What to produce. Carry on the article about Lwengo District from the point where it stops, without going back over the sections it already covers.

Excerpt.
- District location in Uganda
- Coordinates: 00°24′S 31°25′E﻿ / ﻿0.400°S 31.417°E
- Country: Uganda
- Region: Central Region
- Capital: Lwengo

Area
- • Land: 914.7 km^{2} (353.2 sq mi)

Population (2012 Estimate)
- • Total: 267,300
- • Density: 292.2/km^{2} (757/sq mi)
- Time zone: UTC+3 (EAT)
- Website: www.lwengo.go.ug

= Lwengo District =

Lwengo District is a district in the Central Region of Uganda. Kyazanga Town council is the largest town in the district and the location of the district headquarters.

==Location==
Lwengo District is bordered by Sembabule District to the north, Bukomansimbi District to the north-east, Masaka District to the east, Rakai District to the south, and Lyantonde District to the west. Lwengo is 45 km west of Masaka, the nearest large city. The coordinates of the district are:00 24S, 31 25E.

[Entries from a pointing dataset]
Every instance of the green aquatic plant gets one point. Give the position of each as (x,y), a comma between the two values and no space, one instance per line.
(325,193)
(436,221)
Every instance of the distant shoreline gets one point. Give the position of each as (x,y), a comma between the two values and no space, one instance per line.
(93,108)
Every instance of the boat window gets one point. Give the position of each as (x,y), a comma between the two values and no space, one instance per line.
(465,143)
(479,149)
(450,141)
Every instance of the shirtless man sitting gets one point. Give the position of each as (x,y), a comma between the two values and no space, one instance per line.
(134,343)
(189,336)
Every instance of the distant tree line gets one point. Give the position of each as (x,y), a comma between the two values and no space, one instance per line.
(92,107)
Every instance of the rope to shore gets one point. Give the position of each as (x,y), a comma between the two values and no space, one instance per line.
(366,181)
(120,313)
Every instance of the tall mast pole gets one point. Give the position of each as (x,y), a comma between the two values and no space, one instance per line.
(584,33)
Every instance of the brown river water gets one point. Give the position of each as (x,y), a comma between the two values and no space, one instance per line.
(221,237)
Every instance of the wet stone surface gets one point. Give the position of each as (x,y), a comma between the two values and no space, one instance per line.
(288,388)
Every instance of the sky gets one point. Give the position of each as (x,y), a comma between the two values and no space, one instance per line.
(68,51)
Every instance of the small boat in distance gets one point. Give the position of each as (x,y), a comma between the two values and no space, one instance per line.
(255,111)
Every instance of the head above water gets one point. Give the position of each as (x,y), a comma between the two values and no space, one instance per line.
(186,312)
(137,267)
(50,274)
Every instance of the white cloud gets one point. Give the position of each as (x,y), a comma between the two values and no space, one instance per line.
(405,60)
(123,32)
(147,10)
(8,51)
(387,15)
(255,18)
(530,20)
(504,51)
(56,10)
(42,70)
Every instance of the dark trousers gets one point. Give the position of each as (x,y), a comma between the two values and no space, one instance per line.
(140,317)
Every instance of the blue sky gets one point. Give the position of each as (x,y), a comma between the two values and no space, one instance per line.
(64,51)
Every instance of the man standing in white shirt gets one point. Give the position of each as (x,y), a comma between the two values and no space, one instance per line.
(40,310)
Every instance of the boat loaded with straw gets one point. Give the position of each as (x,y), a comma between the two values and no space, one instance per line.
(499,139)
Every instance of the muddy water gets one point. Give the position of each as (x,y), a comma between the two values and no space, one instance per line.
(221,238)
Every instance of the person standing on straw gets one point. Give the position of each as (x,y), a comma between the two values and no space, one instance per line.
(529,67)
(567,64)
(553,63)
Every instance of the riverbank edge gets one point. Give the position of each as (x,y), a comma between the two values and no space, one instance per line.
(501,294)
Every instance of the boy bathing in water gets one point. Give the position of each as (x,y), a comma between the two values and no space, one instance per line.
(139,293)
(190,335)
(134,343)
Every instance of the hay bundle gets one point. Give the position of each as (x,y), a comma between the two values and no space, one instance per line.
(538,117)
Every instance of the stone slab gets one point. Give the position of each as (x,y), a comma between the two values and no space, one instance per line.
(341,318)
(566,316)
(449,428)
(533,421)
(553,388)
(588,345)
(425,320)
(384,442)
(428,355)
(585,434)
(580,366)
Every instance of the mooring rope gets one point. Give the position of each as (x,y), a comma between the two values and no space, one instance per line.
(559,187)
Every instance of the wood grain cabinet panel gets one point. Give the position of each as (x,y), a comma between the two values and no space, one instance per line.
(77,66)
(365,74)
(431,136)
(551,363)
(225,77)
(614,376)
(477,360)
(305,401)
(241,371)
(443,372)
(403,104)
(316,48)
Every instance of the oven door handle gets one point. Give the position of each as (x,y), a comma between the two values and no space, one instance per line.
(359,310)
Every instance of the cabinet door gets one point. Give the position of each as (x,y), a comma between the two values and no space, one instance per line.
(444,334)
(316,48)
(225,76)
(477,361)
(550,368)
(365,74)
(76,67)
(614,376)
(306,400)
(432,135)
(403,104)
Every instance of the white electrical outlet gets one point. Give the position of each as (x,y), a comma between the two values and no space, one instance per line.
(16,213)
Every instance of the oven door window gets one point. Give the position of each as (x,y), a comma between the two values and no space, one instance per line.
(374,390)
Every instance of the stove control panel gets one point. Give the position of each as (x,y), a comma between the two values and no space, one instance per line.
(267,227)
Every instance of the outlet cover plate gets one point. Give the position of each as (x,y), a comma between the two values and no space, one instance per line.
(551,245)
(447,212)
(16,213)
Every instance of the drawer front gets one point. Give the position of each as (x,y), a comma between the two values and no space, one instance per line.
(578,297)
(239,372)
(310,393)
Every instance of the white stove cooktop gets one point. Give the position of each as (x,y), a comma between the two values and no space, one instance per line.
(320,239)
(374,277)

Exercise response.
==Overview==
Created by an Act of Parliament, Lwengo District became functional on 1 July 2010. Before that, it was part of the Masaka District.

==Population==
The 1991 national population census estimated the district population at 212,600. The next census in 2002 put the population at about 242,300. In 2012, the population was estimated at 267,300.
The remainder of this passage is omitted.